- Text to read:
---
How did you do on our first Puzzler? The answers are in this newsletter. We’d love to know what you thought about this new newsletter feature. Was it too difficult? too easy? Do you like crossword puzzles or would you prefer another type of puzzle?
While most people are looking forward to the holidays and holiday gift making, I am looking back on last year’s gifts. And I don’t have to look back too far. It’s August and I just finished my last Christmas 2008 gift. Let me explain. Every year my friends and I have a holiday party where we play White Elephant: everyone brings one gift; each person picks a number out of a hat and goes in order picking a gift, but they can pick a wrapped gift or “steal” from someone who has already opened a gift.
My gift was a ball of yarn with a note that the recipient could pick anything (within reason) for me to custom knit for her. After being “stolen” the maximum number of times, my friend who received it looked at patterns with me and decided on the Brooke’s Column of Leaves Scarf on Ravelry.
---
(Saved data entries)
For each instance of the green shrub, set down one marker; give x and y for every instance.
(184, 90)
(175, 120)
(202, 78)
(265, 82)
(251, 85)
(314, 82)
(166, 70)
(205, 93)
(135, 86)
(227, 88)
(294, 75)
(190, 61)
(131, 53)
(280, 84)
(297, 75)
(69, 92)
---
- Given task: List every question that the newsletter text poses to its readers.

- Answer for the task:
- How did you do on our first Puzzler?
- Was it too difficult?
- too easy?
- Do you like crossword puzzles or would you prefer another type of puzzle?